(Description of the task)
Each line from the one containing "point: the rugby player in black" through the final line below must be reproduced exactly, and no others.

(Stored records)
>>>>
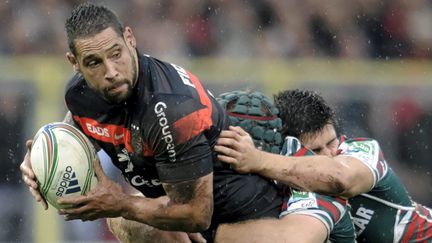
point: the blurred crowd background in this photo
(246, 28)
(370, 58)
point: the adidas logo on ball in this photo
(62, 159)
(69, 183)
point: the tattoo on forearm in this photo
(182, 192)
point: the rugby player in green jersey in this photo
(307, 216)
(382, 209)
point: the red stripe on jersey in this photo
(108, 133)
(147, 151)
(198, 121)
(380, 168)
(330, 207)
(410, 230)
(341, 200)
(421, 229)
(428, 233)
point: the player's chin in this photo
(117, 97)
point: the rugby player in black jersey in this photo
(158, 124)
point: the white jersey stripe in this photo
(387, 203)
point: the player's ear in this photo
(129, 36)
(72, 60)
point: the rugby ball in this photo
(62, 160)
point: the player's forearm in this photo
(163, 214)
(312, 173)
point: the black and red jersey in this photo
(164, 132)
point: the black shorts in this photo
(240, 197)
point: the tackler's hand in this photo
(236, 148)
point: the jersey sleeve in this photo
(329, 210)
(177, 138)
(367, 151)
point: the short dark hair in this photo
(303, 112)
(88, 19)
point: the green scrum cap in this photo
(256, 114)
<<<<
(Written reply)
point: the rugby player in black jersey in this photo
(158, 124)
point: the white jersey stripe in this photo
(387, 203)
point: the player's ear in this photo
(129, 36)
(72, 60)
point: the rugby ball in this photo
(62, 160)
point: the player's forearm in this photo
(163, 214)
(312, 173)
point: the black and red jersey in this photo
(164, 132)
point: the black shorts in this photo
(240, 197)
point: the tackler's hand in this photo
(236, 148)
point: the jersey sleeve in this photo
(329, 210)
(177, 138)
(367, 151)
point: the short dark hair in this photo
(303, 112)
(88, 19)
point: the green scrum cap in this photo
(256, 114)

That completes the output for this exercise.